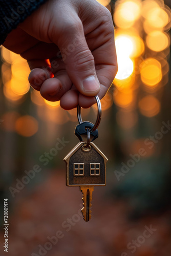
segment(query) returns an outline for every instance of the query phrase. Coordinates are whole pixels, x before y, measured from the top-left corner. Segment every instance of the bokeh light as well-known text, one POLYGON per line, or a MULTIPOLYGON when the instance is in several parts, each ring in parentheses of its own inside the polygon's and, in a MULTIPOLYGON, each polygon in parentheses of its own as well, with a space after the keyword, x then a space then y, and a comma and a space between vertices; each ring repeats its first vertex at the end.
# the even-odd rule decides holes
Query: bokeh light
POLYGON ((140 16, 141 5, 138 0, 117 1, 114 15, 116 25, 124 29, 132 26, 140 16))
POLYGON ((162 79, 161 64, 157 59, 149 58, 140 64, 141 78, 148 86, 156 86, 162 79))
POLYGON ((59 100, 58 101, 49 101, 49 100, 44 99, 44 101, 47 106, 50 108, 56 108, 60 105, 59 100))
POLYGON ((168 47, 170 45, 168 35, 160 31, 154 31, 149 33, 146 37, 148 47, 155 52, 161 52, 168 47))

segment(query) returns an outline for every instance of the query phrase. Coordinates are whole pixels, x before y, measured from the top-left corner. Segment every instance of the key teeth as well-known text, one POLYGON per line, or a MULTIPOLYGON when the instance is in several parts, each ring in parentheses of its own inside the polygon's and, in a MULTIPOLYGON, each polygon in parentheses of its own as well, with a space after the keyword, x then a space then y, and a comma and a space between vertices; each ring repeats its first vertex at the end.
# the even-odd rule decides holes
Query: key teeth
POLYGON ((91 219, 91 217, 92 217, 92 216, 91 216, 91 212, 92 212, 92 211, 90 209, 90 214, 89 214, 89 220, 87 220, 87 219, 86 219, 86 209, 85 209, 85 207, 83 207, 81 210, 81 211, 82 212, 82 216, 83 217, 83 219, 86 221, 86 222, 88 222, 89 221, 90 221, 90 220, 91 219))
POLYGON ((83 208, 81 209, 81 211, 82 212, 82 214, 83 217, 83 220, 88 222, 89 221, 91 218, 91 213, 92 212, 92 210, 91 210, 91 206, 92 206, 92 204, 91 203, 91 201, 92 200, 92 192, 93 191, 93 187, 91 187, 89 186, 88 187, 86 187, 86 186, 84 187, 80 187, 80 191, 82 193, 82 200, 83 201, 83 208), (90 191, 90 208, 89 209, 89 216, 88 217, 87 216, 87 189, 89 189, 90 191))

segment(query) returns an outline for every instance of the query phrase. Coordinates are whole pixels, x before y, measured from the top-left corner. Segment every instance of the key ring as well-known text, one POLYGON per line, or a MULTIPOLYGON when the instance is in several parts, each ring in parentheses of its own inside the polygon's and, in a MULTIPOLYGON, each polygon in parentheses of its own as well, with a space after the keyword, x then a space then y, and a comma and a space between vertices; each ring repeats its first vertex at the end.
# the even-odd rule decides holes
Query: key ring
MULTIPOLYGON (((98 126, 99 126, 99 124, 101 120, 101 102, 100 99, 99 97, 97 95, 96 95, 95 96, 97 104, 97 108, 98 108, 98 112, 97 112, 97 119, 95 123, 94 124, 94 125, 92 128, 89 130, 90 132, 91 133, 92 132, 94 132, 95 131, 98 126)), ((82 118, 81 118, 81 107, 78 105, 77 106, 77 117, 78 117, 78 120, 79 122, 79 123, 82 123, 82 118)))

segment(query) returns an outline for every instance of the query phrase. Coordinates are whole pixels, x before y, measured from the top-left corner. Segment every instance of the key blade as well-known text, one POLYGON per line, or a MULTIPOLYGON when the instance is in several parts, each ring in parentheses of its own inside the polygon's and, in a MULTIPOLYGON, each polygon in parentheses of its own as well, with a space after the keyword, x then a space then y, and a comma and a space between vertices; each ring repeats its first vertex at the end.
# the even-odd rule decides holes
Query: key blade
POLYGON ((89 221, 91 218, 91 214, 92 211, 91 207, 92 204, 91 203, 92 200, 92 194, 94 190, 93 186, 81 186, 80 191, 82 193, 82 200, 83 202, 83 207, 81 209, 81 212, 83 216, 83 219, 85 221, 89 221))

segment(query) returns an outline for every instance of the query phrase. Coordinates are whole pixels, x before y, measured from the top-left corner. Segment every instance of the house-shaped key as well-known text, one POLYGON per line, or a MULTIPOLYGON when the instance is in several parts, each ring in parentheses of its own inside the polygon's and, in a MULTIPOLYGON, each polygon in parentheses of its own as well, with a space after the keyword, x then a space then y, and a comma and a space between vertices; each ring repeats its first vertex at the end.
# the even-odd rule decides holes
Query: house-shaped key
POLYGON ((81 142, 64 158, 67 186, 79 186, 83 194, 82 212, 86 221, 91 218, 91 201, 94 186, 105 186, 106 157, 93 143, 86 147, 81 142))

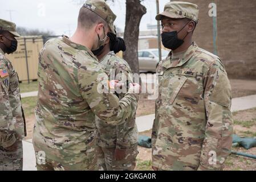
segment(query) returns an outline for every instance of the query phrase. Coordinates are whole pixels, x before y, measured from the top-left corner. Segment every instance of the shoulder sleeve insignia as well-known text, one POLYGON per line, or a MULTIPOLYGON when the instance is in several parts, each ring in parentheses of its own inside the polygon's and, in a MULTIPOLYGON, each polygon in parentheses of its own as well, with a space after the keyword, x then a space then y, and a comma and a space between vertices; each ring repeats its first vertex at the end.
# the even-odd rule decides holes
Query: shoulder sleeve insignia
POLYGON ((1 78, 5 78, 9 75, 9 74, 8 73, 8 71, 6 68, 0 69, 0 77, 1 78))

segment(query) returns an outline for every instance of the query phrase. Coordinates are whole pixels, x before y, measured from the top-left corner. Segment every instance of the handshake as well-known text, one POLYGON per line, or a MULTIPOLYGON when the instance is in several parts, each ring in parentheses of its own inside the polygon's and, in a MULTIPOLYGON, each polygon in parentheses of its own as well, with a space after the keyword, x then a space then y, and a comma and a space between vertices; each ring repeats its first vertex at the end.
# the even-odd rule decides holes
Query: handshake
MULTIPOLYGON (((119 83, 119 80, 111 80, 108 81, 108 86, 111 90, 115 90, 116 88, 122 89, 125 86, 124 83, 119 83)), ((141 92, 141 86, 136 83, 131 83, 128 81, 126 82, 126 87, 128 89, 128 93, 140 93, 141 92)))

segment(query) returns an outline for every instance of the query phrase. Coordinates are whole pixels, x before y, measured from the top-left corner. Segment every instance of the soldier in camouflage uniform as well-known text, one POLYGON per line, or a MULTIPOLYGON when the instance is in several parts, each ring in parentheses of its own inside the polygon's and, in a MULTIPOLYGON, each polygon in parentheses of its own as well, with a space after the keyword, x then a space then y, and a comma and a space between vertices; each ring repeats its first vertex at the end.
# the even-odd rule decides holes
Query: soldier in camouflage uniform
POLYGON ((98 90, 100 75, 107 76, 91 49, 113 32, 115 17, 104 0, 87 1, 74 35, 50 40, 41 50, 33 135, 38 170, 97 170, 95 115, 108 125, 121 123, 137 101, 136 94, 119 101, 98 90))
POLYGON ((172 51, 156 69, 155 170, 221 170, 230 152, 230 85, 221 59, 192 41, 198 14, 197 5, 172 1, 156 17, 172 51))
MULTIPOLYGON (((115 53, 125 51, 124 41, 117 38, 116 34, 108 33, 108 38, 103 49, 94 52, 102 68, 105 69, 109 80, 117 80, 126 88, 127 81, 132 82, 132 71, 128 63, 115 53)), ((121 89, 116 92, 119 100, 125 94, 121 89)), ((123 124, 111 126, 96 117, 99 132, 98 163, 100 170, 131 171, 136 166, 138 131, 135 123, 137 102, 131 105, 130 113, 125 113, 123 124)))
POLYGON ((0 19, 0 171, 22 171, 26 126, 18 75, 5 56, 16 51, 16 25, 0 19))

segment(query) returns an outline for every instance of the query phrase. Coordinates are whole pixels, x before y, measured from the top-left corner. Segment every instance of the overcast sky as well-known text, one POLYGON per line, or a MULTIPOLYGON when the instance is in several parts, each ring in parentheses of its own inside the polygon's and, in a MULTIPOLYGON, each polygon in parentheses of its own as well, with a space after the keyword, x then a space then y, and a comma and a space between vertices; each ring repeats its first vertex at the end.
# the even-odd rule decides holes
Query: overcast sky
MULTIPOLYGON (((169 0, 159 0, 160 11, 164 10, 164 4, 169 0)), ((81 0, 1 0, 0 18, 15 22, 18 26, 29 28, 51 30, 56 35, 70 36, 75 30, 78 12, 82 5, 76 2, 81 0), (11 14, 11 17, 10 14, 11 14)), ((115 24, 124 30, 125 20, 125 0, 108 2, 117 15, 115 24)), ((147 13, 140 23, 140 30, 147 30, 147 24, 156 24, 155 0, 144 0, 142 3, 147 13)))

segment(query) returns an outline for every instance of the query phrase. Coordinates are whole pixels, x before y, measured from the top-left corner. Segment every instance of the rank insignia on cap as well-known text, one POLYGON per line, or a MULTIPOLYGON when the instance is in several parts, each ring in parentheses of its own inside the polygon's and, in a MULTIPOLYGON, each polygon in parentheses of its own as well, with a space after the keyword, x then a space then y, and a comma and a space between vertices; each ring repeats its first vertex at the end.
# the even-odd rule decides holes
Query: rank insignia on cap
POLYGON ((10 82, 9 82, 9 78, 7 78, 3 80, 3 82, 5 84, 5 86, 9 86, 10 85, 10 82))
POLYGON ((8 75, 9 75, 9 74, 8 73, 8 72, 6 68, 0 69, 0 77, 1 78, 4 78, 8 75))
POLYGON ((96 7, 94 6, 94 5, 92 5, 90 4, 87 4, 87 3, 85 3, 84 5, 84 7, 88 8, 88 9, 92 10, 92 11, 94 11, 94 10, 95 10, 95 8, 96 8, 96 7))

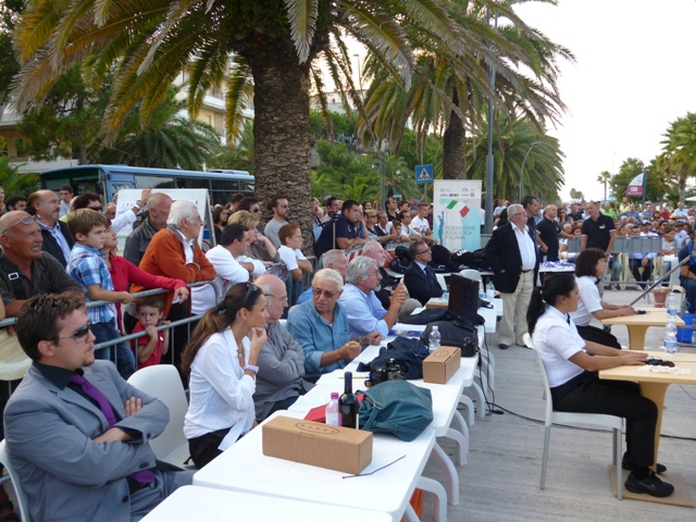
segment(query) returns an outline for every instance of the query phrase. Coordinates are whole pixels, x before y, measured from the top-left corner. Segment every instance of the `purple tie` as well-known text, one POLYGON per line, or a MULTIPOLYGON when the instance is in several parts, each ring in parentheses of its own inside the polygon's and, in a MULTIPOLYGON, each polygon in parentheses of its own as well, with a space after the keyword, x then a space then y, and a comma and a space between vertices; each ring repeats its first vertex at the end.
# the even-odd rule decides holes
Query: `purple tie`
MULTIPOLYGON (((73 378, 71 378, 70 382, 75 383, 82 388, 87 397, 97 401, 99 409, 107 418, 107 422, 109 422, 110 426, 113 426, 116 423, 116 414, 109 403, 109 399, 107 399, 107 396, 102 394, 97 386, 77 373, 73 375, 73 378)), ((150 470, 136 471, 128 476, 141 484, 149 484, 154 481, 154 475, 150 470)))

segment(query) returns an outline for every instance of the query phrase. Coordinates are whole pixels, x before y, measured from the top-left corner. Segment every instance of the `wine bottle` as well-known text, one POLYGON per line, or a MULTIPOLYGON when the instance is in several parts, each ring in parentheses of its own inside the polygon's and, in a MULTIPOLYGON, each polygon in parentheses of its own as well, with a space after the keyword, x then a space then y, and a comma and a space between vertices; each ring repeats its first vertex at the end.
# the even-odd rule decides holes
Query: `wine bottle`
POLYGON ((346 372, 344 378, 346 382, 346 389, 340 396, 340 399, 338 399, 340 425, 358 430, 358 398, 352 393, 352 373, 346 372))

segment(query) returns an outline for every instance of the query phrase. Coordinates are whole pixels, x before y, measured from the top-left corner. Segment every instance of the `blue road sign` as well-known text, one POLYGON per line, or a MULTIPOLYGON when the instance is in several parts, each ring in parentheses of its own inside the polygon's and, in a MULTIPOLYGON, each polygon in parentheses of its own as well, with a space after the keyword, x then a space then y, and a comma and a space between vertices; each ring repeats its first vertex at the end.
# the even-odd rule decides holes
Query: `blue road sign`
POLYGON ((415 165, 415 183, 433 183, 433 165, 415 165))

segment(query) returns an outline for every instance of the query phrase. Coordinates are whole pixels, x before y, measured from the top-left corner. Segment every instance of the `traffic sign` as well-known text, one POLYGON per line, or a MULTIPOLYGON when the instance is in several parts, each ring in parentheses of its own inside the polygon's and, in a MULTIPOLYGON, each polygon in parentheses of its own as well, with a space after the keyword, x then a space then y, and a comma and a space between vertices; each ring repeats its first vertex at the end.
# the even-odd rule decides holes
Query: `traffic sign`
POLYGON ((415 183, 433 183, 433 165, 415 165, 415 183))

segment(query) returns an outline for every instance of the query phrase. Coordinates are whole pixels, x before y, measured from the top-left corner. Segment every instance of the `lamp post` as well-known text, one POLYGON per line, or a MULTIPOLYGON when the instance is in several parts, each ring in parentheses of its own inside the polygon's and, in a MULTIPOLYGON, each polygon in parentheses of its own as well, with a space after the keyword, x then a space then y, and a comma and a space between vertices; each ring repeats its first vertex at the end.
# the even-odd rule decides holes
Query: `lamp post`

□ □ □

» **AIM OF THE EXERCISE**
Please render the listing between the lines holding "of the handshake" and "MULTIPOLYGON (((119 83, 119", inclusive, as a two-column CSV with the headers input and output. Give one row for each text and its answer, each in a single quoted field, with line breaks replaced by spaces.

» **COMPLETE RESPONSE**
input,output
"segment(query) returns an outline for every instance of the query phrase. Coordinates are whole pixels, x before y, measured from the top-left corner. Segment every instance of the handshake as well-known text, one POLYGON per line, or a MULTIPOLYGON when the instance is in several parts, each ring in parentheses of its own inside the polygon's and, in a MULTIPOLYGON, each polygon in parentheses of its own as well, with a space after the keyword, x then a space then y, and a comma and a space between vertices; each ring repeats its first vertex at the end. # the even-odd rule decides holes Query: handshake","MULTIPOLYGON (((119 83, 119 80, 111 80, 108 81, 108 86, 111 90, 115 90, 116 88, 122 89, 125 86, 124 83, 119 83)), ((141 92, 141 86, 136 83, 131 83, 128 81, 126 82, 126 87, 128 89, 128 93, 140 93, 141 92)))"